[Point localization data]
*** Block opens ***
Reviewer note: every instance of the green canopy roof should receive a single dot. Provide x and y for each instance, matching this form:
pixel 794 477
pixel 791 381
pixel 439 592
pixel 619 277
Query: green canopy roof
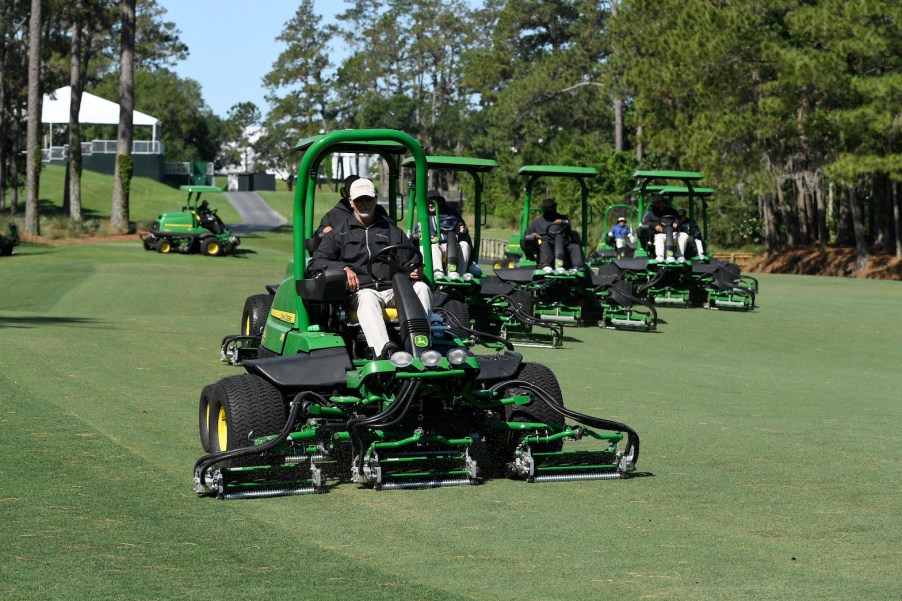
pixel 456 163
pixel 684 175
pixel 558 170
pixel 680 190
pixel 374 147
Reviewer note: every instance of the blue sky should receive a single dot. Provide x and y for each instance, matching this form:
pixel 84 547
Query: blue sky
pixel 233 44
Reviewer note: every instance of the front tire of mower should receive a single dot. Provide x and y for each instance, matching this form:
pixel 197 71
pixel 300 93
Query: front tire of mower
pixel 203 418
pixel 242 408
pixel 256 310
pixel 211 247
pixel 537 411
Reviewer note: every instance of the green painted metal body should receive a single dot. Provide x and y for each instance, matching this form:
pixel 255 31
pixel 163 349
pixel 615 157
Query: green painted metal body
pixel 187 228
pixel 532 174
pixel 443 414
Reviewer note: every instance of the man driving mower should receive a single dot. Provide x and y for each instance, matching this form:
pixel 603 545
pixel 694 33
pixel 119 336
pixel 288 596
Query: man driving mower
pixel 559 244
pixel 355 246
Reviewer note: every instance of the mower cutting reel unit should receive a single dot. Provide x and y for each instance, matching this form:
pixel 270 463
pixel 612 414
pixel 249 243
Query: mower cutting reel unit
pixel 195 229
pixel 568 296
pixel 312 410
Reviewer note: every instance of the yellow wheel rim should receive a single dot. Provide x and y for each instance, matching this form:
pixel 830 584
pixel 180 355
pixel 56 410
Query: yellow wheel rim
pixel 223 430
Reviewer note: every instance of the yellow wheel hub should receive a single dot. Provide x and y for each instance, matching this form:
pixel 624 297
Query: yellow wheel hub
pixel 223 430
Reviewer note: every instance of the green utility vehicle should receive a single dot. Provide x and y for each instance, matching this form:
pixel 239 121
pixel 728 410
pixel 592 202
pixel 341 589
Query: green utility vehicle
pixel 694 279
pixel 572 297
pixel 311 411
pixel 196 228
pixel 10 240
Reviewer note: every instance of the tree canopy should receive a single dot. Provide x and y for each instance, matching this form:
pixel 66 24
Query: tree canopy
pixel 789 107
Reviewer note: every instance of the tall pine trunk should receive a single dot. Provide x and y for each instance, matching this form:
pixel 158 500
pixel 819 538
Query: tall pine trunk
pixel 855 209
pixel 3 63
pixel 76 82
pixel 122 172
pixel 31 227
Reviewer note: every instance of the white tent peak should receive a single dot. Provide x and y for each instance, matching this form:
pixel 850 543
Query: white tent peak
pixel 94 110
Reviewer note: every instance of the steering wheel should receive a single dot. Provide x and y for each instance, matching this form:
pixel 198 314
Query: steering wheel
pixel 393 265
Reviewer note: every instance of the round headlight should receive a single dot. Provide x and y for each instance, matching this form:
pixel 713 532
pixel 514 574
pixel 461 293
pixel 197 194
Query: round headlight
pixel 431 358
pixel 401 359
pixel 457 356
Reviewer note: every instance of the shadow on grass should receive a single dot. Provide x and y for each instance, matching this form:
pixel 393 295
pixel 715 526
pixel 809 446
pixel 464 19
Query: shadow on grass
pixel 34 321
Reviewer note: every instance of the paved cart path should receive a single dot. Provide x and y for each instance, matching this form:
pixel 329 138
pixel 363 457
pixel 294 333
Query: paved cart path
pixel 258 216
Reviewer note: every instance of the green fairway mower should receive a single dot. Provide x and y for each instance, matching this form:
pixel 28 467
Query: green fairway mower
pixel 571 297
pixel 11 240
pixel 696 279
pixel 471 304
pixel 312 411
pixel 195 229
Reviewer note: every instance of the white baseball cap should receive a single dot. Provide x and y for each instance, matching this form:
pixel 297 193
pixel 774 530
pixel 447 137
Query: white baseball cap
pixel 362 187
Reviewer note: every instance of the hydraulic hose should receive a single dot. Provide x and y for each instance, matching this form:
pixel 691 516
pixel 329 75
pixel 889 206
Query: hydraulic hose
pixel 530 319
pixel 400 407
pixel 465 328
pixel 632 443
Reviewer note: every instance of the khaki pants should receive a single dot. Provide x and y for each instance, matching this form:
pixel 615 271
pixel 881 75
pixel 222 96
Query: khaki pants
pixel 369 303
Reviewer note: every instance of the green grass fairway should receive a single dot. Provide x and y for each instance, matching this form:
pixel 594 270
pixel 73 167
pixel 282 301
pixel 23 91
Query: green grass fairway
pixel 147 198
pixel 772 441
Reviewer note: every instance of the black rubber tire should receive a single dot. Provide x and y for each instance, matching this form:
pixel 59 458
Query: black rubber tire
pixel 243 407
pixel 203 416
pixel 256 310
pixel 537 411
pixel 211 246
pixel 461 313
*** Block closes ***
» ABOUT THIS EXERCISE
Exactly as written, return each line above and leave the pictures behind.

» RESPONSE
Reviewer note: every instance of the green canopy roof should receive a single dot. Provide x and y for each instance, matching this form:
pixel 794 477
pixel 791 381
pixel 439 592
pixel 619 277
Query: green canopy roof
pixel 456 163
pixel 684 175
pixel 558 170
pixel 680 190
pixel 374 147
Reviewer note: every instance of the blue sky should receive a single dot. Provide x and y for each instance, matching this form:
pixel 84 547
Query: blue sky
pixel 233 44
Reviewer note: every instance of the front tire of mower should receive a single dot. Provide x and y for each instance, matching this form:
pixel 197 71
pixel 300 93
Query: front tire of mower
pixel 203 418
pixel 242 408
pixel 256 310
pixel 211 247
pixel 537 411
Reviewer note: every instance of the green painted metal body should receive a single dot. Provide x and y for each instance, matching this form:
pixel 255 31
pixel 163 349
pixel 615 157
Query: green painted metal body
pixel 187 228
pixel 532 174
pixel 443 414
Reviewer note: every instance of the man driving mower should receive a single dot. Provide x and y for each instance, matching this form:
pixel 603 545
pixel 694 33
pixel 119 336
pixel 288 596
Query: man driving mower
pixel 559 244
pixel 355 246
Reviewer note: every instance of the mower cutting reel unit should receive a single dot. Provide x and y for each instance, matching this form:
pixel 270 463
pixel 612 414
pixel 249 243
Query: mower cutting reel unit
pixel 195 229
pixel 568 296
pixel 312 410
Reviewer note: every instance of the yellow wheel rim should receive a single dot. Provide x and y for each instance, matching this form:
pixel 830 584
pixel 180 355
pixel 56 410
Query: yellow wheel rim
pixel 223 430
Reviewer note: every instance of the yellow wheel hub should receive a single dot. Provide x and y for each instance, matching this form:
pixel 624 297
Query: yellow wheel hub
pixel 223 430
Reviewer note: every instance of the green utility vehicle should receive a single dot. Provide x and y for each instance, matching this form:
pixel 239 121
pixel 728 410
pixel 592 202
pixel 341 589
Query: green utility vehicle
pixel 694 279
pixel 572 297
pixel 311 411
pixel 196 228
pixel 10 240
Reviewer note: every instance of the tree canopy should receive a single dot. Provide x and y for each instance, matching this form:
pixel 66 24
Query: tree canopy
pixel 789 107
Reviewer note: every instance of the tall pine trunk should receive a single dot. Provide x and y for each instance, matching this form:
pixel 158 500
pixel 819 538
Query: tall pine trunk
pixel 855 209
pixel 3 63
pixel 76 82
pixel 122 172
pixel 31 227
Reviewer note: every instance of the white tent peak should receive a single dot. Provide x and y for each instance, matching this form:
pixel 850 543
Query: white tent peak
pixel 94 110
Reviewer note: every instance of the steering wheel should receive a single dot. Provide x and y for each instance, matching this form:
pixel 198 314
Query: steering wheel
pixel 393 265
Reviewer note: every instance of the round headlight should receive a single dot. Provide x and y for each instance, matching this form:
pixel 713 532
pixel 514 574
pixel 461 293
pixel 197 194
Query: round headlight
pixel 431 358
pixel 401 359
pixel 457 356
Reviewer note: every instance of the shadow on grass should receive a single dot. Provide x and y for each instance, matching this form:
pixel 393 295
pixel 715 526
pixel 809 446
pixel 464 19
Query: shadow on grass
pixel 34 321
Reviewer note: every instance of the paved cart path should receive a single dot. Provide x and y for each instance, matching this form:
pixel 329 138
pixel 363 457
pixel 294 333
Query: paved cart path
pixel 258 216
Reviewer note: every instance of the green fairway mower should receive a single dot. Provide x and y for each instance, matching this form:
pixel 28 467
Query: green fairway mower
pixel 571 297
pixel 11 240
pixel 696 279
pixel 471 304
pixel 312 411
pixel 195 229
Reviewer note: every instance of the white baseball cap should receive a single dot. Provide x and y for each instance, matching this form:
pixel 297 193
pixel 774 530
pixel 447 137
Query: white baseball cap
pixel 362 187
Reviewer note: every instance of the hydraulic hose should receive a single dot. Provide x and y for each instance, matching this form:
pixel 691 516
pixel 329 75
pixel 889 206
Query: hydraulic hose
pixel 530 319
pixel 400 407
pixel 465 328
pixel 632 443
Reviewer note: every instance of the khaki pants should receive a single dot. Provide x and y for each instance, matching this form:
pixel 615 271
pixel 881 75
pixel 222 96
Query: khaki pants
pixel 369 303
Reviewer note: every instance of the green grass fairway should receive a single dot. Provide x and y for each instance, matching this form:
pixel 594 270
pixel 73 167
pixel 282 301
pixel 23 91
Query: green grass fairway
pixel 147 198
pixel 772 441
Reviewer note: every instance of the black rubber tire should receive a single dot. Provide x and y for each instance, matching this form:
pixel 59 458
Query: black rubber tire
pixel 243 407
pixel 203 416
pixel 256 310
pixel 537 411
pixel 211 246
pixel 461 313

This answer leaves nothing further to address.